[Extracted data entries]
++++
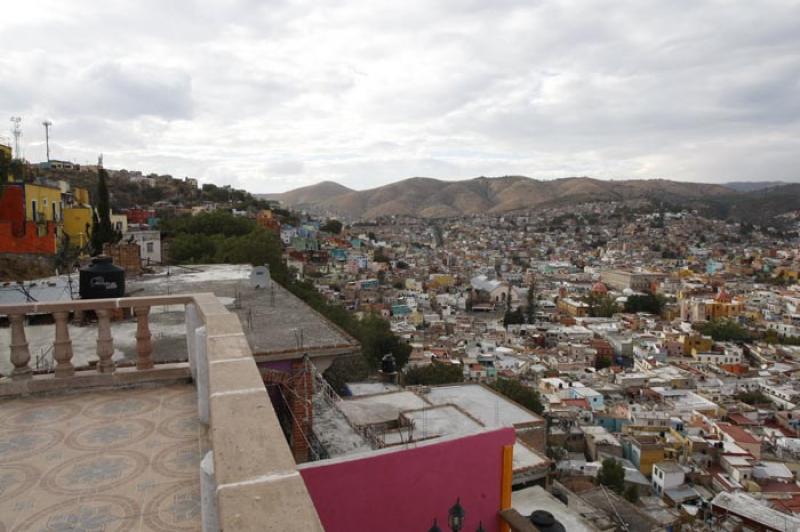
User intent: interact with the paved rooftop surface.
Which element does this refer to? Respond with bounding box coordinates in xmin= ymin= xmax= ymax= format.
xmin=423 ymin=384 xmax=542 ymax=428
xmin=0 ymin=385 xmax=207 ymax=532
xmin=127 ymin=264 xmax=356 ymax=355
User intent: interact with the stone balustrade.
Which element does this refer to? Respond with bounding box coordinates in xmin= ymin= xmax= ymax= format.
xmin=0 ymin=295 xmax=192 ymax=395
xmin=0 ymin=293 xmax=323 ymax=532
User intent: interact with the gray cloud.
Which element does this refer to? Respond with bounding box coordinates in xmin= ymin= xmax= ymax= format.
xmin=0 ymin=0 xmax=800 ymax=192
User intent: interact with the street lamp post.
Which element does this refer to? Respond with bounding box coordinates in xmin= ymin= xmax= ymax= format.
++++
Edit the listing so that every "interact with" becomes "select", keeping everything else the same. Omit the pictures from your answer.

* _EXERCISE SOLUTION_
User intent: select the paved rooftop surface.
Which element does this refer to? Respond with bounding box coordinates in xmin= ymin= xmax= ymax= format.
xmin=423 ymin=384 xmax=542 ymax=428
xmin=0 ymin=385 xmax=207 ymax=532
xmin=127 ymin=264 xmax=356 ymax=355
User intent: select the stone balustrade.
Which element does this refer to? Respond with bounding box coordinates in xmin= ymin= xmax= ymax= format.
xmin=0 ymin=295 xmax=192 ymax=395
xmin=0 ymin=293 xmax=323 ymax=532
User intent: select the gray cloud.
Which element does this refer to? Respond with bounding box coordinates in xmin= ymin= xmax= ymax= format.
xmin=0 ymin=0 xmax=800 ymax=192
User intent: select the street lamp post.
Which element does this refer to? Respond with bounding box coordinates in xmin= ymin= xmax= ymax= format.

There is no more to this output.